* BEGIN EXTRACTED INFORMATION *

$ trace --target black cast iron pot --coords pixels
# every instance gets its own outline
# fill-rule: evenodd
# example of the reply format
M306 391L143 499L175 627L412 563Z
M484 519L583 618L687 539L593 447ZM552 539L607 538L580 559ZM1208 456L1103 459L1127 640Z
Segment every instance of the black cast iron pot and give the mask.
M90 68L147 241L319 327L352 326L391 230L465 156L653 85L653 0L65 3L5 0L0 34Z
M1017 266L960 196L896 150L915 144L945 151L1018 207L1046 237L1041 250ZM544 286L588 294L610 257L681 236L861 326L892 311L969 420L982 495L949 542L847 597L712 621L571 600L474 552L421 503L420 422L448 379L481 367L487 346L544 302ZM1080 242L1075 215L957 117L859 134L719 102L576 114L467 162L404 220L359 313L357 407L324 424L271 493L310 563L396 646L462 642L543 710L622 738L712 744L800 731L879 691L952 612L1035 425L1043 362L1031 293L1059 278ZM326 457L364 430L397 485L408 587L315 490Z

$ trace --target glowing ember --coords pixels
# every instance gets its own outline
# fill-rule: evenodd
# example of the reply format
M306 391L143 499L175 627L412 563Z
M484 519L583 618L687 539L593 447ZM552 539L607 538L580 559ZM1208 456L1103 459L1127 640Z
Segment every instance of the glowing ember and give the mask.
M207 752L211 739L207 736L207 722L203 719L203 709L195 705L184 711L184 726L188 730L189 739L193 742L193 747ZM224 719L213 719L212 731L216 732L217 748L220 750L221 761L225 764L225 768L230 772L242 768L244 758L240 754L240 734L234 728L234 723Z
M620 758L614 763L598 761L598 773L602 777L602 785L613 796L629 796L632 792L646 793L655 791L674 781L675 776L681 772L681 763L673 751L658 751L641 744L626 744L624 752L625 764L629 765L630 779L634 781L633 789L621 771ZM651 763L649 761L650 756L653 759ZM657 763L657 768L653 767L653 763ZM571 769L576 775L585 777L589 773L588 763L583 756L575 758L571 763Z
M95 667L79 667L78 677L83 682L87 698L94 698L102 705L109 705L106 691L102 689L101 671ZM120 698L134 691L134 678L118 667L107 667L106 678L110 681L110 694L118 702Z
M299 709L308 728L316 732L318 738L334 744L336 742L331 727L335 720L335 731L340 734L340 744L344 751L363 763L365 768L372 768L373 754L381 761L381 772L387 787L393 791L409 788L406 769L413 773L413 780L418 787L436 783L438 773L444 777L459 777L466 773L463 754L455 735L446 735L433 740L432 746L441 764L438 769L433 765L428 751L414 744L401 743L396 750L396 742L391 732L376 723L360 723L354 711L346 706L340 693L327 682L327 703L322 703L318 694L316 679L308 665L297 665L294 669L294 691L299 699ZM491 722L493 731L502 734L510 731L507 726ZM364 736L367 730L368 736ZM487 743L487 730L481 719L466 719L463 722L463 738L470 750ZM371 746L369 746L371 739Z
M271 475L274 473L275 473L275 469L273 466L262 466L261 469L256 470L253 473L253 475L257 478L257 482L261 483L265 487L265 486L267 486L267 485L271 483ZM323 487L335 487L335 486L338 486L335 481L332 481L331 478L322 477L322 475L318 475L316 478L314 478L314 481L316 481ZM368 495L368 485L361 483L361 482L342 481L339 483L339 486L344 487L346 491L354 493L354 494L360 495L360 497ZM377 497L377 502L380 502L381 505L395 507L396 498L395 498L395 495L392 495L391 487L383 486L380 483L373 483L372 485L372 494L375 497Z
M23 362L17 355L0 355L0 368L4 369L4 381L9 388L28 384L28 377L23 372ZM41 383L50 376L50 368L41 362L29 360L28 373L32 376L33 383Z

* END EXTRACTED INFORMATION *

Arrange every line of the data above as a JSON list of strings, one string per line, and leave out the blank lines.

[
  "$ trace --target black cast iron pot --coords pixels",
  "# every instance gets its own outline",
  "# fill-rule: evenodd",
  "# example of the reply format",
  "M306 391L143 499L175 627L412 563Z",
  "M484 519L583 618L687 539L593 447ZM552 539L607 538L580 559ZM1208 456L1103 459L1127 640Z",
  "Segment every instance of the black cast iron pot and give the mask.",
  "M90 68L147 241L319 327L352 326L391 230L465 156L653 85L653 0L65 3L5 0L0 34Z",
  "M1017 266L960 196L896 150L915 144L945 151L1018 207L1046 237L1041 250ZM544 286L588 294L610 257L681 236L861 326L892 311L969 420L982 495L949 542L847 597L712 621L571 600L474 552L421 503L420 422L448 379L481 367L487 346L544 302ZM1080 242L1075 215L957 117L859 134L719 102L576 114L467 162L404 220L359 313L357 407L324 424L271 493L310 563L396 646L462 642L543 710L622 738L712 744L800 731L879 691L952 612L1035 425L1043 362L1031 293L1059 278ZM326 457L364 430L397 485L408 587L315 490Z",
  "$ trace --target glowing ember --coords pixels",
  "# every instance gets its own outline",
  "# fill-rule: evenodd",
  "# example of the reply format",
  "M306 391L143 499L175 627L412 563Z",
  "M484 519L583 618L687 539L593 447ZM552 539L607 538L580 559ZM1208 456L1103 459L1127 640Z",
  "Segment every instance of the glowing ember and give the mask.",
  "M207 752L211 739L207 736L207 722L203 719L203 709L195 705L184 711L184 726L188 730L189 739L193 742L193 747ZM224 719L213 719L212 731L216 732L217 748L220 750L221 761L225 764L225 768L230 772L242 768L244 758L240 754L240 734L234 728L234 723Z",
  "M620 758L614 763L598 761L598 773L602 777L602 785L613 796L629 796L632 792L646 793L655 791L674 781L675 776L681 772L681 763L673 751L658 751L641 744L626 744L624 752L625 764L629 765L630 779L634 781L633 789L621 771ZM651 763L649 761L650 756L653 759ZM657 763L657 768L653 767L653 763ZM571 769L576 775L585 777L589 773L588 763L583 756L575 758L571 763Z",
  "M95 667L79 667L78 677L83 682L87 698L94 698L102 705L109 705L106 691L102 689L101 671ZM120 698L134 691L134 678L118 667L107 667L106 678L110 681L110 694L118 702Z",
  "M299 709L308 728L316 732L318 738L334 744L336 742L331 727L335 720L335 731L340 734L340 744L344 751L363 763L365 768L372 768L373 754L381 761L381 772L387 787L393 791L409 788L406 769L413 773L413 780L418 787L436 783L438 773L444 777L459 777L466 773L463 754L455 735L446 735L433 740L432 746L441 764L438 769L433 765L428 751L414 744L401 743L396 750L396 742L391 732L376 723L360 723L354 711L346 706L340 693L327 682L327 703L322 703L318 694L316 679L308 665L297 665L294 669L294 691L299 699ZM491 722L493 731L502 734L510 731L507 726ZM364 736L367 730L368 736ZM487 743L487 730L481 719L466 719L463 722L463 738L470 750ZM371 746L369 746L371 739Z",
  "M271 475L274 473L275 473L275 469L273 466L262 466L261 469L256 470L253 473L253 475L257 478L257 482L261 483L265 487L265 486L267 486L267 485L271 483ZM323 487L335 487L335 486L338 486L335 481L332 481L331 478L322 477L322 475L318 475L316 478L314 478L314 481L316 481ZM368 495L368 485L361 483L361 482L342 481L339 483L339 486L344 487L346 491L354 493L354 494L360 495L360 497ZM377 497L377 502L380 502L381 505L395 507L396 498L395 498L395 495L392 495L391 487L383 486L380 483L373 483L372 485L372 494L375 497Z",
  "M23 362L17 355L0 355L0 368L4 369L4 381L9 388L28 384L28 377L23 372ZM41 383L50 376L50 368L41 362L29 360L28 373L32 376L33 383Z"
]